*What you should do*
Every line from the one containing "of the grassy" to the last line of the listing below should be given again exactly.

*Records provided*
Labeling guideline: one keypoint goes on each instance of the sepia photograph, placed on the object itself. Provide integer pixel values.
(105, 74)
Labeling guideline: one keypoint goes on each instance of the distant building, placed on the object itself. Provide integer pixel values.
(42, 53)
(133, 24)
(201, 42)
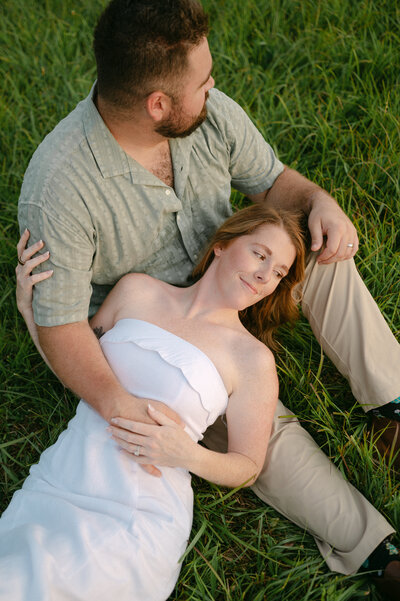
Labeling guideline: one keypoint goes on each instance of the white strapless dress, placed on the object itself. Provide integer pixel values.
(89, 524)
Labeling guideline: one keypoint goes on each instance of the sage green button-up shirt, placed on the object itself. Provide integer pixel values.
(102, 215)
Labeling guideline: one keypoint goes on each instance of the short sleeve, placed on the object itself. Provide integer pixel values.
(253, 164)
(68, 235)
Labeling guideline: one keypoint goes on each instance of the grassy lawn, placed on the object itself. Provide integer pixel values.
(320, 80)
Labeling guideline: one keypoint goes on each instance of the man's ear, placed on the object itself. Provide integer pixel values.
(218, 248)
(158, 105)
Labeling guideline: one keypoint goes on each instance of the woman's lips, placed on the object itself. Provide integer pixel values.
(249, 286)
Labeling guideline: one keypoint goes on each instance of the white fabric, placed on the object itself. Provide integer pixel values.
(89, 523)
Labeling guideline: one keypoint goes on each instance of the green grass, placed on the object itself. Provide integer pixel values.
(320, 80)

*Task solution*
Labeling guideline: one keypoint goes on each instance of the grassy lawn, placed on the object itself. Provide integer pixel values.
(320, 80)
Labeling guideline: one keypoint goes on each instance of the man's ear, placed on the object itself. Provide integer pixel values.
(218, 248)
(158, 105)
Labeling guideline: one keypoint goes on each instance of the woman's lips, placed on the object itself. Provide integer pixel values.
(249, 286)
Labeling guideline: one keypoint goes on each instance of the white fabric, placed on the object itself. Provide integer pixel values.
(89, 523)
Labeling guideline: one keypoint goes on each instance of the green grass, placed on the object itself. Provide integer pixel values.
(320, 80)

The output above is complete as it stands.